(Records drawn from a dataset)

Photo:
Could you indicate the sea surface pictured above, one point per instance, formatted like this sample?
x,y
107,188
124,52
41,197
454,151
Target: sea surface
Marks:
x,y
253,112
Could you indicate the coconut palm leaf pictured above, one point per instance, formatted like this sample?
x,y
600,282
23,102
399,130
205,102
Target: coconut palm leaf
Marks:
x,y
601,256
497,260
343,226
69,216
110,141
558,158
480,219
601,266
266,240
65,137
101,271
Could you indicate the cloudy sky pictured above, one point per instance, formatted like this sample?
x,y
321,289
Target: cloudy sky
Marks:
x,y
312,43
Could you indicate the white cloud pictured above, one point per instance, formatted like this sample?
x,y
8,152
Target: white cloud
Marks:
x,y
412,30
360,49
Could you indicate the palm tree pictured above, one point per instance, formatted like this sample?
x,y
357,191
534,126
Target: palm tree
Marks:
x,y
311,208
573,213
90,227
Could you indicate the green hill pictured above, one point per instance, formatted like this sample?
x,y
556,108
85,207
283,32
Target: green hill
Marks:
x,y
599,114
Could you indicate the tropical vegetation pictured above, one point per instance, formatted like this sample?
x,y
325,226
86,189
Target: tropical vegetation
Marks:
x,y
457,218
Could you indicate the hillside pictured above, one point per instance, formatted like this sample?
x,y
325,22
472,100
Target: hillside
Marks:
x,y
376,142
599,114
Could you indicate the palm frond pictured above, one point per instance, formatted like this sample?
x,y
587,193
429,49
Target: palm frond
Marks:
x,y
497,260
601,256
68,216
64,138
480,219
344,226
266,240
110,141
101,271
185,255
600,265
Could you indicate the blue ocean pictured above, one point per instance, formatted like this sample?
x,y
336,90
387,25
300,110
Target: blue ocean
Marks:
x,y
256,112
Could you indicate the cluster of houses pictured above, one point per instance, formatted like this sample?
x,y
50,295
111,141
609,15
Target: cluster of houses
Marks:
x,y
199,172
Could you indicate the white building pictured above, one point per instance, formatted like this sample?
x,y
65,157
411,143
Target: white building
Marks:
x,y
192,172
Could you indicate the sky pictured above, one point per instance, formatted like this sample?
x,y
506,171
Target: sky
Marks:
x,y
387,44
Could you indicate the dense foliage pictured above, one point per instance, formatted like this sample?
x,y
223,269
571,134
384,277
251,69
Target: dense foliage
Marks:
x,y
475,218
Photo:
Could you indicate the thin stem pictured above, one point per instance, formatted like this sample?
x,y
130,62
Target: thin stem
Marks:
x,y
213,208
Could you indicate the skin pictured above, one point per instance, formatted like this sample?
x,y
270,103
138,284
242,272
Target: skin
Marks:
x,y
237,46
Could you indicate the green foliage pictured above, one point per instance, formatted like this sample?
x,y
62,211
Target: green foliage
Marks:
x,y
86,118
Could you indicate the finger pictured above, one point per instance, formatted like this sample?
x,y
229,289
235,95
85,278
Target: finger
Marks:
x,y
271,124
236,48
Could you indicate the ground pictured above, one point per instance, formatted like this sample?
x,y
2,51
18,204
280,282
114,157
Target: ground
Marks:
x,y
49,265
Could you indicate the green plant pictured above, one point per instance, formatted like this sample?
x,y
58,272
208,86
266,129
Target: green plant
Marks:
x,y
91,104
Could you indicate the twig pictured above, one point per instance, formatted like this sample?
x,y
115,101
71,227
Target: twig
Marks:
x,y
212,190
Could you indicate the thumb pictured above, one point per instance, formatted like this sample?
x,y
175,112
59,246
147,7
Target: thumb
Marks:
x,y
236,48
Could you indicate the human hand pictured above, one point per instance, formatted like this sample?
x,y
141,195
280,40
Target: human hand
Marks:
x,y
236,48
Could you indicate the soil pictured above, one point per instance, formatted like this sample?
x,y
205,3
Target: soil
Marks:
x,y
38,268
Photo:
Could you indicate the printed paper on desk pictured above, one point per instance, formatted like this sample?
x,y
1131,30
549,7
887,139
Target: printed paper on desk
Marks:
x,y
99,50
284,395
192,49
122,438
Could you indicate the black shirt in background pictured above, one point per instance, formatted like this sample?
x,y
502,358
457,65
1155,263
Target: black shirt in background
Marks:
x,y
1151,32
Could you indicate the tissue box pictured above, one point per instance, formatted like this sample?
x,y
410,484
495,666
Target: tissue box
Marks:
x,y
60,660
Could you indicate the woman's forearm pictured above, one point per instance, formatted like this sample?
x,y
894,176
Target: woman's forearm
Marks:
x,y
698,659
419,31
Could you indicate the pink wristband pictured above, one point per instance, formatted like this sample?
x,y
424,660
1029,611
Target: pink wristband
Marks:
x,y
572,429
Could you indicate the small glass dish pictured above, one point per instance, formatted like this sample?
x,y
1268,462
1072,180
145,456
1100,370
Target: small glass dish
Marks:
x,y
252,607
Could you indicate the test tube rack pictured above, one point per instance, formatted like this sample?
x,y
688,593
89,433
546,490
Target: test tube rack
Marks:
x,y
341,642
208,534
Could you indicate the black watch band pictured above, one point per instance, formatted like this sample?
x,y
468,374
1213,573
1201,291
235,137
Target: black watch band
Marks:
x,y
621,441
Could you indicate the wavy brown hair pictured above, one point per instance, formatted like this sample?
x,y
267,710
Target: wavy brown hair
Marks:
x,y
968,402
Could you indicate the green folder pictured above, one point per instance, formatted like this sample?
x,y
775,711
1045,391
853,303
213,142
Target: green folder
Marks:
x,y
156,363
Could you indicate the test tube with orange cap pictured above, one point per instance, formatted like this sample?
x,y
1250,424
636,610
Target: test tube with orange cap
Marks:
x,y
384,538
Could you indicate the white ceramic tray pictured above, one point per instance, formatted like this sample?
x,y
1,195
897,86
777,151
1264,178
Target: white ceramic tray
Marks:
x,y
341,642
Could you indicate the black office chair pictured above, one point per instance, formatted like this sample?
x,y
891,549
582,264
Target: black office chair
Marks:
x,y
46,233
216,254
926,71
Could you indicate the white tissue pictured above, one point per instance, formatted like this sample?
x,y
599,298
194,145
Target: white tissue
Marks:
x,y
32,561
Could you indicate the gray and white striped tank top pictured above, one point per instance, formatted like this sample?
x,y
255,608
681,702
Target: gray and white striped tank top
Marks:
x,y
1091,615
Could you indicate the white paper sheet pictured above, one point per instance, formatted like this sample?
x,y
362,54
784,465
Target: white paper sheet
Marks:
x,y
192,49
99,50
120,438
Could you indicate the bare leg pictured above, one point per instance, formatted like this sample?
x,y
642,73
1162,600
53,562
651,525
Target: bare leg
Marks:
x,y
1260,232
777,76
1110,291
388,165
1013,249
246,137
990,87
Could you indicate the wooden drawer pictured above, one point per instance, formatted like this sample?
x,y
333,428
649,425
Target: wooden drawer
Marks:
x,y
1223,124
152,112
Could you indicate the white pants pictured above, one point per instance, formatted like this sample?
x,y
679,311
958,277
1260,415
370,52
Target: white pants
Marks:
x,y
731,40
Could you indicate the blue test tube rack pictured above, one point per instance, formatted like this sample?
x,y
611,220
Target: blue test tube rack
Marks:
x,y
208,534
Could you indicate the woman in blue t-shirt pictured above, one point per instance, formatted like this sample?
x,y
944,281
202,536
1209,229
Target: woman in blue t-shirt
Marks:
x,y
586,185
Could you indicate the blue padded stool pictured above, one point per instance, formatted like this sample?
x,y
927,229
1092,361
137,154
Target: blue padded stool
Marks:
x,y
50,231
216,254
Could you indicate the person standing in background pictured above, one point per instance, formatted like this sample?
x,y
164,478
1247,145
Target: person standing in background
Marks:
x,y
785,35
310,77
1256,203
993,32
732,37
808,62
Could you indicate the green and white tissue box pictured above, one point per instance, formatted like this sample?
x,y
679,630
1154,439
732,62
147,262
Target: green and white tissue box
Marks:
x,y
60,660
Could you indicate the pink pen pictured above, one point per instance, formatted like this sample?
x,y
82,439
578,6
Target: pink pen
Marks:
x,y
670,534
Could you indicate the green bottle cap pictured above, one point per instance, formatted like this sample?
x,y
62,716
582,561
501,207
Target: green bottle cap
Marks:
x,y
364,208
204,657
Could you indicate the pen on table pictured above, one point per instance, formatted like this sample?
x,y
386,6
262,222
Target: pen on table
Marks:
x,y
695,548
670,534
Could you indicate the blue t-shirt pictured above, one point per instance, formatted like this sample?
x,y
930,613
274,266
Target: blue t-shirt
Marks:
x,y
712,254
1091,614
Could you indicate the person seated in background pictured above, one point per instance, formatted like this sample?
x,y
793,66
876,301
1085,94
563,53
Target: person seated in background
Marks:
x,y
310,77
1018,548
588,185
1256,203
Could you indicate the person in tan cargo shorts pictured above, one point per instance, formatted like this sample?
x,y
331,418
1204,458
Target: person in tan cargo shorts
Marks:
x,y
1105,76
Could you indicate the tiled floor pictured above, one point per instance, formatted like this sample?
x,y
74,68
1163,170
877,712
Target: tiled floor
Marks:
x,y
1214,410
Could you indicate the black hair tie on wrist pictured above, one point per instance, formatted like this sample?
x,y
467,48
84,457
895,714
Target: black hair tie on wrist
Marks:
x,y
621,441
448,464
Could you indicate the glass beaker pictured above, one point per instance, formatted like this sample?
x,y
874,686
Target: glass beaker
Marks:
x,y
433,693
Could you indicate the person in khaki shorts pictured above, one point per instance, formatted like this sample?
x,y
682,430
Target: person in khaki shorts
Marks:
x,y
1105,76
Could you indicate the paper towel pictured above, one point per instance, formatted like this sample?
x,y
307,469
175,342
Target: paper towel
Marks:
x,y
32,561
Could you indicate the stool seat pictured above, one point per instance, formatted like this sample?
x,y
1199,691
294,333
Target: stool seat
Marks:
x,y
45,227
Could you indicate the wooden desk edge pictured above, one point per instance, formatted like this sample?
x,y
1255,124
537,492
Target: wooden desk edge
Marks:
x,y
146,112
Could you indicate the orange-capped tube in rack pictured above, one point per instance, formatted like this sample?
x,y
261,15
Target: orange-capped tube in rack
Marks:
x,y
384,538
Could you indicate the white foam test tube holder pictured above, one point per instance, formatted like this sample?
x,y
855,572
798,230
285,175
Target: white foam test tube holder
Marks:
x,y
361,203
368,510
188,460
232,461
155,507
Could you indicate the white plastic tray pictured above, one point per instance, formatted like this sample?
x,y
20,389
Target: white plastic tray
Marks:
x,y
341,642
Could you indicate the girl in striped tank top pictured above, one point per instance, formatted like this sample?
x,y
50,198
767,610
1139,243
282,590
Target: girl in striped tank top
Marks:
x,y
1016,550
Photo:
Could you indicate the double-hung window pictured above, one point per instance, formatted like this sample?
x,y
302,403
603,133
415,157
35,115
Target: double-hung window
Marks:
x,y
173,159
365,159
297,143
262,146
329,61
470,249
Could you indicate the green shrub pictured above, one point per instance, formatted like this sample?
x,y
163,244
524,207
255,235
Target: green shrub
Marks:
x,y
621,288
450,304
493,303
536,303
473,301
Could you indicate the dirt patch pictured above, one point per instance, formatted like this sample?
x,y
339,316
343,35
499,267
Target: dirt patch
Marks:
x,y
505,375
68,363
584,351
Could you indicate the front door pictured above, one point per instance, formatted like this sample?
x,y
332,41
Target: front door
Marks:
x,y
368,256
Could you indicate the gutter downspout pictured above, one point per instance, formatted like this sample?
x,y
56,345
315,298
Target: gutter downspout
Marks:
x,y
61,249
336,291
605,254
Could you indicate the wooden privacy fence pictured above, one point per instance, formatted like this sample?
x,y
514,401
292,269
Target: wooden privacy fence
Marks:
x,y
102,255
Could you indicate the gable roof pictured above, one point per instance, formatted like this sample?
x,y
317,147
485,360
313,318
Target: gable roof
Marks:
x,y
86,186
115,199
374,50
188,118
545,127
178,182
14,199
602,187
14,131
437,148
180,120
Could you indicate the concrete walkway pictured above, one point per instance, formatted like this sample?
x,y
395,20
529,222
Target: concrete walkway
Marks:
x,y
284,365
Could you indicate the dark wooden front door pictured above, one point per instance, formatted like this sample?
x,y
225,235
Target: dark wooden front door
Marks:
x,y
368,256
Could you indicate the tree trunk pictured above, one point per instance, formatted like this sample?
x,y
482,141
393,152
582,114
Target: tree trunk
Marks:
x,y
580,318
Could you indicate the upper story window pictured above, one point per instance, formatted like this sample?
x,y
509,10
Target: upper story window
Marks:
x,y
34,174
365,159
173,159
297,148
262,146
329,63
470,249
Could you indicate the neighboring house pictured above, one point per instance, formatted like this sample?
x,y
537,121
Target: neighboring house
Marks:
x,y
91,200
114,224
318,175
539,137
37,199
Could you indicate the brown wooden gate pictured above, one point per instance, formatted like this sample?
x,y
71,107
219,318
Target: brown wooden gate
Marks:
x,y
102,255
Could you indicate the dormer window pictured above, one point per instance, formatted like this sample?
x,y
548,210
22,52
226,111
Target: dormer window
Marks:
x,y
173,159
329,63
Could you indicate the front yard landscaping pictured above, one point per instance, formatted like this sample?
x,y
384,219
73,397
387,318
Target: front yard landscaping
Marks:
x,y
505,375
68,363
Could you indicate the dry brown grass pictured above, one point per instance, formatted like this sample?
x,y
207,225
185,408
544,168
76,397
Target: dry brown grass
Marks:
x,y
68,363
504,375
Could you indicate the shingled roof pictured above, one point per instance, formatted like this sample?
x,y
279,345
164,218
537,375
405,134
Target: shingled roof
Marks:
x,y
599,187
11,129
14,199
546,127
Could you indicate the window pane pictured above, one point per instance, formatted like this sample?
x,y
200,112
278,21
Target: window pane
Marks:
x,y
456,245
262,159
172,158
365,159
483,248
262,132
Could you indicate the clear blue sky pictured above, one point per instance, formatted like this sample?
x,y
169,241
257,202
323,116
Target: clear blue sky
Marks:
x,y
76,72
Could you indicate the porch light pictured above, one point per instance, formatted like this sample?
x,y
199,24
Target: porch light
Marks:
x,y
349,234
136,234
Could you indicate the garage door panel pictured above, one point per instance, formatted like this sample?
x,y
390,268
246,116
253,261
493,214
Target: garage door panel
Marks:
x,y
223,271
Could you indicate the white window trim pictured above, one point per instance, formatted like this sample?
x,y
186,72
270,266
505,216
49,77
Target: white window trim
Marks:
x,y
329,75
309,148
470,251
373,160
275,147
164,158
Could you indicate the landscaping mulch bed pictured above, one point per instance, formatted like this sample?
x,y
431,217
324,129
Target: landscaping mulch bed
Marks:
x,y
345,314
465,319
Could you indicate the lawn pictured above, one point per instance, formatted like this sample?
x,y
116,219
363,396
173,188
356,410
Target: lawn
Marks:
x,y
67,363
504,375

__EXERCISE BRIEF__:
Identify the lines in the records above that contain the word "light", then state how many there are and nothing more.

__ANSWER FOR THE TASK__:
2